*** Recorded information ***

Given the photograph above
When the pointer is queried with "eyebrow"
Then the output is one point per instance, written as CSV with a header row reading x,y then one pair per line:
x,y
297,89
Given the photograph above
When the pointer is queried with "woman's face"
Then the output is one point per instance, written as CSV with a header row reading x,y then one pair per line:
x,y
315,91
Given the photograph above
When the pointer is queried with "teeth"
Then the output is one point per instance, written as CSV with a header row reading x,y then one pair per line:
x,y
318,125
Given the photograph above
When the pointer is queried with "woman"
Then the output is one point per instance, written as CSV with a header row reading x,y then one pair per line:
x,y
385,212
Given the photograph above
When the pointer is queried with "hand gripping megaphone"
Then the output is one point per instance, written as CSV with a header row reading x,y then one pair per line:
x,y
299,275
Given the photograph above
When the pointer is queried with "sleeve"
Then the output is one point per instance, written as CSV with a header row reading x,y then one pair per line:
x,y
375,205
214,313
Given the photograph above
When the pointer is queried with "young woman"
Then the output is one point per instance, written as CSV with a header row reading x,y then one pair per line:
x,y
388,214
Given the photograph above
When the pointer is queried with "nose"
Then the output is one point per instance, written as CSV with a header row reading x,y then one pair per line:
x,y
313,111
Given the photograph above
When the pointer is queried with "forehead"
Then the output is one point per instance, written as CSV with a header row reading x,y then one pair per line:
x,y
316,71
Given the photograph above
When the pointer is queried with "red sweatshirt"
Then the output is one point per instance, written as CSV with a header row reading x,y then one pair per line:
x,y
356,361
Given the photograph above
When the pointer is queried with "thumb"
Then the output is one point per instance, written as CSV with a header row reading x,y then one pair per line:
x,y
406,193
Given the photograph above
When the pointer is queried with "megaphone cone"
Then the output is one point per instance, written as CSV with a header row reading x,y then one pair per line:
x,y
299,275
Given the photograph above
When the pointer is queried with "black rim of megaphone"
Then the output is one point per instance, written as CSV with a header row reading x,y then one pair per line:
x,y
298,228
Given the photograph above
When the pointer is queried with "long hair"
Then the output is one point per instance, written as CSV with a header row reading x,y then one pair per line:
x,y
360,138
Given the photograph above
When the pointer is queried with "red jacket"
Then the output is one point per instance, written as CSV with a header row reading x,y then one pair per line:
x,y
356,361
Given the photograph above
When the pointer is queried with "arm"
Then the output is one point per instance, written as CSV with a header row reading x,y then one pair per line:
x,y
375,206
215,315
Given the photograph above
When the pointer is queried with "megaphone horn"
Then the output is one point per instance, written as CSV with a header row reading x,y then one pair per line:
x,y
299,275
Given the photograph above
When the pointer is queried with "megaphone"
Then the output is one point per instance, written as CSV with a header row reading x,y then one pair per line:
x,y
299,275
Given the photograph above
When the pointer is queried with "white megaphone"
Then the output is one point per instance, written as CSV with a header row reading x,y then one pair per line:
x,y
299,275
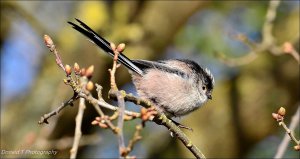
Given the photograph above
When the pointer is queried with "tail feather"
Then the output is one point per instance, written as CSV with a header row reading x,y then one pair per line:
x,y
105,45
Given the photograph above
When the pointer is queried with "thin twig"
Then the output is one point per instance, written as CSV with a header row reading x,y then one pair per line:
x,y
45,117
287,138
78,132
135,138
49,43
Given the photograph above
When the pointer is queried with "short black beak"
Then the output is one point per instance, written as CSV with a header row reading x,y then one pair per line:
x,y
209,96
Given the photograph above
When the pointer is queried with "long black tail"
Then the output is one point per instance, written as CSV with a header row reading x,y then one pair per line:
x,y
105,45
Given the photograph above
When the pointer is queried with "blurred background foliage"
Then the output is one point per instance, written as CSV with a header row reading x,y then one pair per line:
x,y
236,123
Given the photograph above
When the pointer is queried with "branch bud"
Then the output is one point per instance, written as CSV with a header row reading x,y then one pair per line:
x,y
113,46
90,86
48,41
76,68
82,72
121,47
68,70
89,72
287,47
297,147
95,122
281,111
102,125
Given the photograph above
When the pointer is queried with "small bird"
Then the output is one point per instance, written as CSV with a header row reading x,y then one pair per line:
x,y
176,87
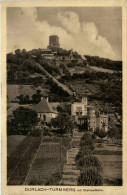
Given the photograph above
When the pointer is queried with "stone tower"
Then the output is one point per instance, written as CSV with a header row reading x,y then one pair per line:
x,y
53,42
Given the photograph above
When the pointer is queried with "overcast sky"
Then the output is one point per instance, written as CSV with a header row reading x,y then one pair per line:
x,y
88,30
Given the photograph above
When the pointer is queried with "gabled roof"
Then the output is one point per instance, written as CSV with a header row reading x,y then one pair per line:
x,y
44,107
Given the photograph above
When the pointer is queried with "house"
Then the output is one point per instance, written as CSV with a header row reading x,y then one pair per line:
x,y
45,110
97,120
79,111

*** End of Recorded information ***

Problem requirements =
Give the data above again, exactly and completely. No pictures go in.

Reply =
Given the photograph above
When the pointer is queried with "eyebrow"
Then the output is one point per instance, written as CSV with a header row reading x,y then one pair per line:
x,y
297,89
Given the photograph above
When the pointer is queried with "woman's face"
Then the output is one point per instance, written as CSV with a header row reading x,y then one pair per line:
x,y
315,91
Given the photograph above
When the pointer is queried with "teeth"
Then the output is one point per instance, written as CSV with a header row reading x,y then one pair per line:
x,y
318,125
Given the photograph above
When the pointer is queried with "woman"
Then the output is one point per instance, written as CSV with a header row reading x,y then one pair per line:
x,y
385,212
Given the photograph above
When the pointer is queried with "hand gripping megaphone"
Then the output is one point per instance, written as CSV with a header row reading x,y then one pair per line:
x,y
299,275
Given the photograph above
When the pointer is queried with "sleeve"
Then the output is one point per instance, written as CSV with a header row reading x,y then one pair per line:
x,y
375,205
214,313
Given the photograph above
When the pointer is queried with "young woman"
Then the output is one point per instance, written as CSV with a header row reading x,y then one pair per line:
x,y
388,214
Given the photograph above
When the pointer is queried with "nose"
Then the output is one point per instance, written as CSV with a header row reading x,y then one pair per line:
x,y
313,111
Given the photograph above
When the pointer is queried with "forehead"
Then the output is one point per instance, written as CSV with a header row reading x,y then one pair per line:
x,y
316,71
Given the photograph above
When the pointer is queried with "red sweatshirt"
Then the output is one point per instance, written as CSV with a header row reading x,y then one pair per line:
x,y
356,361
Given the photograph above
When the pointer is queried with "thumb"
Then the output is one point per instance, written as CSV with a header row reading x,y then one pair per line:
x,y
406,193
Given the photograph above
When the pointer is queried with "megaphone cone"
Then the output is one point per instance, written as CSV with a header row reading x,y then one pair per line:
x,y
299,275
Given the photograph above
When the pointer is queried with "black rim of megaphone"
Then the output is one point per instance, written as CSV with a header row reading x,y then one pair per line:
x,y
298,228
Given the photograph above
When the pointer is queried with "long hair"
Then the output is one point per instance, written as CSV with a header row reading x,y then one pair per line:
x,y
360,138
Given the photograph above
When the pointer is queried with "red jacket"
Then the output is one point per instance, written as CSV with a header row reading x,y then one pair per line:
x,y
356,361
Given the photograph above
When the pointer is queried with "arm"
Then the output is one point per instance, written as CSV with a header row reading x,y then one pair per line:
x,y
375,206
215,315
Given the photograph above
When the pointer is queried with "megaphone horn"
Then the output is one point per instance, written as CSV with a header row reading x,y then one pair per line:
x,y
299,275
Given the photograph above
When the pointer is queried with "megaphone"
Then the output is one point per instance, written as CSV with a header row reading x,y then one pair per line:
x,y
299,275
Given the photograph above
When the pointer is queried with "white megaphone"
Then the output is one point per instance, written as CSV with a header row reading x,y then one pair per line:
x,y
299,275
Given the photograph above
When the pointer is queried with "tail feather"
Then the output is one point per instance, written as CSV with a header row reading x,y then one pair per line:
x,y
105,45
Given the photograph above
When the pointer is queried with "thin twig"
Then the output is one point per instance, written as CSV with a header row reading x,y then one pair per line:
x,y
45,117
287,138
78,132
135,138
49,43
Given the photograph above
When the pointer is queried with "short black beak"
Then the output is one point per instance, written as CSV with a header row reading x,y then one pair per line:
x,y
209,96
Given the photograph above
When the pointer is queried with "long black tail"
Then the output is one point per instance, written as CSV with a header row reading x,y then one pair per line:
x,y
105,45
Given the photograph above
When the pointer is queried with "blurred background foliage"
Then the output is one point per instance, written as CSV with a header row reading x,y then one pair per line:
x,y
236,123
Given the photograph above
When the pointer is queried with "branch bud"
Then the output is one point per instance, written as CSV with a header row reading x,y then one pair per line:
x,y
113,46
90,86
48,41
76,68
82,72
121,47
68,70
89,72
287,47
297,147
95,122
281,111
102,125
Given the photograph above
When the pointer is queried with "small bird"
Then the output is one point per instance, written as CSV with a header row reading x,y then one pair per line:
x,y
176,87
Given the photograph above
When the pointer is queried with "stone tower"
Then the output is one point per instance, written as CSV with a header row reading x,y then one pair per line:
x,y
53,42
Given the photograph above
When the pointer is queried with "overcast sky"
Then the output is one point per instance, written as CSV with a header row reading x,y then one pair per line:
x,y
88,30
Given the photograph above
When the pointer is queried with "gabled roof"
Then the output is one point per instance, written as CSV with a header row reading x,y then one pair per line:
x,y
44,107
Given the photograph above
When the pointer is queried with "house"
Then the output is one point per instance, written as CSV with a header row reading x,y then one pair per line:
x,y
45,110
97,120
79,111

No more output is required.